Short problem ▸ Pick out each line in the items below that contains the string "find". Case counts when matching.

Rows of box annotation data ▸
──────

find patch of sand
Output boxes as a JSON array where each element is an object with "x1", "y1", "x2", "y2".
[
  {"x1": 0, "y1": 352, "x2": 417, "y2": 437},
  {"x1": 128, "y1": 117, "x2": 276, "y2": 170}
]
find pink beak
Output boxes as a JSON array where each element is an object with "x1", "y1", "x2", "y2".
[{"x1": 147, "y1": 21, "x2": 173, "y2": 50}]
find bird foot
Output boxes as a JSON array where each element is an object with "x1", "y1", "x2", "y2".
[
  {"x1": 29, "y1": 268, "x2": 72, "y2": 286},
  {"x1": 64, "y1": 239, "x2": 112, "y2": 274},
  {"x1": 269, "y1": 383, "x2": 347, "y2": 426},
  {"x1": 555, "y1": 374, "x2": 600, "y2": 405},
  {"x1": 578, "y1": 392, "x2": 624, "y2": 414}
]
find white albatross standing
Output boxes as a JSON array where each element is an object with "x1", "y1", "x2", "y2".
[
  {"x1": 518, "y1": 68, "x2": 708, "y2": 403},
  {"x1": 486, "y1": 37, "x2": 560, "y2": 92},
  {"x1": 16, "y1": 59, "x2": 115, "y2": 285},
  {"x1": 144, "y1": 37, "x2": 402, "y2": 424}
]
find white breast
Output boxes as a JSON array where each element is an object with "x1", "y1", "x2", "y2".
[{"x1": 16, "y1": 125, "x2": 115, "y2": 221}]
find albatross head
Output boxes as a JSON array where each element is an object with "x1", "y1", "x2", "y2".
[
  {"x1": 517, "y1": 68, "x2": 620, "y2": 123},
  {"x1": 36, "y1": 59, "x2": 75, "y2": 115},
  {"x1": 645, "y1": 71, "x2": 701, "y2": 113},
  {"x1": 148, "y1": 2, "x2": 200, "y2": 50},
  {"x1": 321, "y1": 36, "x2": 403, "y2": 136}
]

──────

Final answer ▸
find patch of sand
find pink beak
find bird foot
find white albatross standing
find white breast
find albatross head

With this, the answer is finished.